• Exercise details:
Repeat each record word for word. Leave nothing out.
__________________________________________________
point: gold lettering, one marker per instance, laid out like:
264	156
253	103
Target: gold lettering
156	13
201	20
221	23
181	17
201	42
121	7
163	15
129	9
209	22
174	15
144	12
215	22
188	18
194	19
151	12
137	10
__________________________________________________
• Response area:
point: gold lettering, one marker per instance, laid out like:
264	156
253	103
Target: gold lettering
156	13
201	20
221	23
181	17
201	42
121	7
163	15
129	9
209	22
174	15
144	12
215	22
188	18
194	19
151	12
137	10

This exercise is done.